PROBLEM TO WORK ON:
Scan the listing below for the word "distant" and copy every line that has it.

INFORMATION PROVIDED:
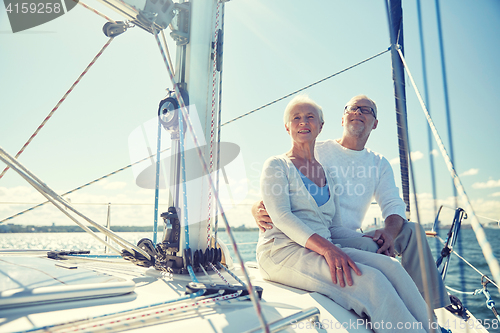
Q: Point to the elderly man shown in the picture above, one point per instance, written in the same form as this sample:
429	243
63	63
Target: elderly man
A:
362	175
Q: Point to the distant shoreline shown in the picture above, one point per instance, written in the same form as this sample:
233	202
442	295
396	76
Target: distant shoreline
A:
16	228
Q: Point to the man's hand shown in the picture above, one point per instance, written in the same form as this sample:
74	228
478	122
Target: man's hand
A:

SOLUTION:
Q: Point to the distant shoreline shown in the picture above, one point per instance, written in the same form as this sample:
Target: distant shoreline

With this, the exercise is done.